» **DATA**:
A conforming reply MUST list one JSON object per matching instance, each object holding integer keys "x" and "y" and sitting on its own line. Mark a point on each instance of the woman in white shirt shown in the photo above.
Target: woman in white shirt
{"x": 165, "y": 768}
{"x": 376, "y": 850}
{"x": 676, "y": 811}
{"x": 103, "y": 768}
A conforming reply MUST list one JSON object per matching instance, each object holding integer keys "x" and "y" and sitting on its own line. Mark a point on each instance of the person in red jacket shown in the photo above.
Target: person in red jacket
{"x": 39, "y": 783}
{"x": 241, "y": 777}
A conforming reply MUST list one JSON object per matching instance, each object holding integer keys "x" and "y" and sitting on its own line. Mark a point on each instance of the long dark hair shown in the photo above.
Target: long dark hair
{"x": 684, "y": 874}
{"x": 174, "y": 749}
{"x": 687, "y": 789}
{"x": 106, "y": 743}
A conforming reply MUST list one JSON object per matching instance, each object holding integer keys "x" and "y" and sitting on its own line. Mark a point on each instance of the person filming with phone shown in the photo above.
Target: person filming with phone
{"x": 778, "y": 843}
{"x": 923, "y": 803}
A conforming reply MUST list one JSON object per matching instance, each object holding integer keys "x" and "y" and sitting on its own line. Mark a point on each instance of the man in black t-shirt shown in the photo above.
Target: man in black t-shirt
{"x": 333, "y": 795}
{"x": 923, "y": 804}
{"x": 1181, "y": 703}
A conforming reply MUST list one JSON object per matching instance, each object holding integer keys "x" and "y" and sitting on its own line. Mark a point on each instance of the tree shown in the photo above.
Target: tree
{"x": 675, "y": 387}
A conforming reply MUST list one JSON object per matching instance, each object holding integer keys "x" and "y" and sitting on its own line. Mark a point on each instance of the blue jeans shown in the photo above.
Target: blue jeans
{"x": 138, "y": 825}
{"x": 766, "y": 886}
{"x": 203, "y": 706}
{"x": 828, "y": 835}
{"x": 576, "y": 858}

» **WHAT THE EXERCISE ASKS**: Can you write out all of the material above again, switching every "Mark a point" to "Place a point" and leaving everything else unchanged?

» **EXERCISE RESULT**:
A conforming reply MUST list one JSON object per matching instance, each object holding integer keys "x" and "y" and sitting on its own line. Place a point on each instance of the woman in white shirt shown in the photo above.
Target: woman in white shirt
{"x": 165, "y": 768}
{"x": 376, "y": 850}
{"x": 676, "y": 811}
{"x": 103, "y": 768}
A conforming reply MUST list one JSON object per matching instance, each object holding integer keys "x" and "y" and sitting on its own line. Place a point on each instance of the person in red jacket shown in the photo above.
Target: person in red jacket
{"x": 39, "y": 783}
{"x": 241, "y": 777}
A conforming reply MUST list one JSON object per matching instance, each object holding integer keys "x" and "y" and sitting on its own line. Place a point on each instance of the long dark hair shown in the photo above.
Target: long dark hair
{"x": 684, "y": 874}
{"x": 174, "y": 749}
{"x": 687, "y": 789}
{"x": 106, "y": 743}
A conforming reply MUST list one JSON object per matching instance, each object holding integer keys "x" and "y" and sitting on its own line. Place a point on each instance of the person filming with phone shown in the photo above.
Target: person filming with phone
{"x": 778, "y": 843}
{"x": 923, "y": 803}
A conforming reply MUST list one JSON object per matching instance, each object holding integer keys "x" and "y" and sitting on its own line. Place a point on each instance of the man in black t-shirt shown in the photo above.
Target: man in black t-shirt
{"x": 333, "y": 795}
{"x": 923, "y": 804}
{"x": 1181, "y": 703}
A conforming reply MUST list one JSON object per matching instance, each object holding integer keys "x" and "y" and sitting on its own line. Place a point on each instance of the tree shown in the photo above.
Target: tree
{"x": 675, "y": 387}
A conforming reply MUST list one JSON object per matching instance, each object holding integer keys "x" and "y" and sitting on its own line. Place a point on each instance of the blue jeans shown in the photo above.
Target: blue jeans
{"x": 138, "y": 825}
{"x": 766, "y": 886}
{"x": 203, "y": 706}
{"x": 828, "y": 835}
{"x": 576, "y": 858}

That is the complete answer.